***** Input rows *****

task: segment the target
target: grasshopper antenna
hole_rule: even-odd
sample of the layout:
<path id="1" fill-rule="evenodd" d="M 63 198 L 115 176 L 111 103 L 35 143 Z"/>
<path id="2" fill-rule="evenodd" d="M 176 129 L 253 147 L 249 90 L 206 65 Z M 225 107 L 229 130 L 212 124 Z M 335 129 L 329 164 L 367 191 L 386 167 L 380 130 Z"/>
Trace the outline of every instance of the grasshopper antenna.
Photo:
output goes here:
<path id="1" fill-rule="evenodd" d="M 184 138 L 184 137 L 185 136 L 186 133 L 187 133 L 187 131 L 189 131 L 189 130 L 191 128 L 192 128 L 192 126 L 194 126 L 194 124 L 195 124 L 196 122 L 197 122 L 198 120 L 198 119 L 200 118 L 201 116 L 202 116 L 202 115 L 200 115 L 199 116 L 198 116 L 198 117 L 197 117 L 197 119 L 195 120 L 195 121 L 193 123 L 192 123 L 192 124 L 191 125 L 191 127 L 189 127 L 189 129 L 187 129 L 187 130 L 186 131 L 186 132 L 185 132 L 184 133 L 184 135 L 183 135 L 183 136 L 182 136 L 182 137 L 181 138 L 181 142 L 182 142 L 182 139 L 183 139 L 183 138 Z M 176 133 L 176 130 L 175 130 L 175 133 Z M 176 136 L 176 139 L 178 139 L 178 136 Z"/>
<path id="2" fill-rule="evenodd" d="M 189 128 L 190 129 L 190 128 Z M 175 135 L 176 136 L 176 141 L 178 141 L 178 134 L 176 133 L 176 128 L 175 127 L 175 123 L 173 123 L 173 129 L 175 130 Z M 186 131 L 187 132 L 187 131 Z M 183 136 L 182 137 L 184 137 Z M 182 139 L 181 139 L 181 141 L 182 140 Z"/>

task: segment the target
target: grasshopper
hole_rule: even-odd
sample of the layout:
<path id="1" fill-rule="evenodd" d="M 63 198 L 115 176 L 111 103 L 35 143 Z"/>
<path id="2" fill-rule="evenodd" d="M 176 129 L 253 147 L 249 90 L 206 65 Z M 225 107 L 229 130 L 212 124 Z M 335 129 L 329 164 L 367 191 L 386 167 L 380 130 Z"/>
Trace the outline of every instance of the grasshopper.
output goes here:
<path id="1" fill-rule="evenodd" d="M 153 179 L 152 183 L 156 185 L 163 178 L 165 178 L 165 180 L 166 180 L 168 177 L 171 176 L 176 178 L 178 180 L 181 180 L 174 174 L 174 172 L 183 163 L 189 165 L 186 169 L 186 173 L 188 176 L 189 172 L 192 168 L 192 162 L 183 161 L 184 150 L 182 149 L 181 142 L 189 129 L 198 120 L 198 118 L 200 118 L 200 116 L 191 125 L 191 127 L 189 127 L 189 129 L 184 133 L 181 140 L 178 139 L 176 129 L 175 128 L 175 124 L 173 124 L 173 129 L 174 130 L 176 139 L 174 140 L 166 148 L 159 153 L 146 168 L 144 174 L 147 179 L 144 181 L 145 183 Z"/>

*****

◆ Problem statement:
Format each line of the records above as a numbered list, leaving out the blank lines.

◆ Answer to the exercise:
1. task: segment the target
2. target: grasshopper antenna
3. hole_rule: even-odd
4. sample of the layout:
5. <path id="1" fill-rule="evenodd" d="M 63 198 L 115 176 L 111 103 L 35 143 Z"/>
6. <path id="2" fill-rule="evenodd" d="M 176 129 L 253 147 L 249 90 L 206 65 Z M 225 107 L 229 130 L 212 124 Z M 335 129 L 329 164 L 367 191 L 386 167 L 380 130 Z"/>
7. Trace the outline of every instance of the grasshopper antenna.
8. Photo:
9. output goes here:
10. <path id="1" fill-rule="evenodd" d="M 184 138 L 184 137 L 185 136 L 186 133 L 187 133 L 187 131 L 189 131 L 189 130 L 191 128 L 192 128 L 192 126 L 194 126 L 194 124 L 195 124 L 196 122 L 197 122 L 198 120 L 198 119 L 200 118 L 201 116 L 202 116 L 202 115 L 200 115 L 199 116 L 198 116 L 198 117 L 197 117 L 197 119 L 195 120 L 195 121 L 193 123 L 192 123 L 192 124 L 191 125 L 191 127 L 189 127 L 189 129 L 187 129 L 187 130 L 186 131 L 186 132 L 185 132 L 184 133 L 184 135 L 183 135 L 183 136 L 182 136 L 182 137 L 181 138 L 181 142 L 182 142 L 182 139 L 183 139 L 183 138 Z M 176 133 L 176 130 L 175 130 L 175 133 Z M 176 136 L 176 139 L 178 139 L 178 136 Z"/>
11. <path id="2" fill-rule="evenodd" d="M 189 128 L 190 129 L 190 128 Z M 175 135 L 176 136 L 176 141 L 178 141 L 178 134 L 176 133 L 176 128 L 175 127 L 175 123 L 173 123 L 173 129 L 175 130 Z M 186 131 L 187 132 L 187 131 Z M 183 136 L 182 137 L 184 137 Z M 182 139 L 181 139 L 181 141 L 182 140 Z"/>
12. task: segment the target
13. target: grasshopper
14. hole_rule: even-odd
15. sample of the layout:
16. <path id="1" fill-rule="evenodd" d="M 63 198 L 115 176 L 111 103 L 35 143 Z"/>
17. <path id="2" fill-rule="evenodd" d="M 176 129 L 253 147 L 249 90 L 206 65 Z M 225 107 L 229 130 L 212 124 Z M 335 129 L 329 164 L 367 191 L 386 167 L 380 130 Z"/>
18. Trace the outline of every instance of the grasshopper.
19. output goes here:
20. <path id="1" fill-rule="evenodd" d="M 153 179 L 152 183 L 156 185 L 163 178 L 165 178 L 165 180 L 166 180 L 168 177 L 171 176 L 176 178 L 178 180 L 181 180 L 174 174 L 174 172 L 183 163 L 189 165 L 186 169 L 186 173 L 188 176 L 189 172 L 192 168 L 192 162 L 183 161 L 184 150 L 182 149 L 181 142 L 189 129 L 198 120 L 198 118 L 200 118 L 200 116 L 191 125 L 191 127 L 189 127 L 189 129 L 184 133 L 181 140 L 178 139 L 176 129 L 175 128 L 175 124 L 173 124 L 173 129 L 174 130 L 176 139 L 174 140 L 166 148 L 159 153 L 146 168 L 144 174 L 147 179 L 144 181 L 145 183 Z"/>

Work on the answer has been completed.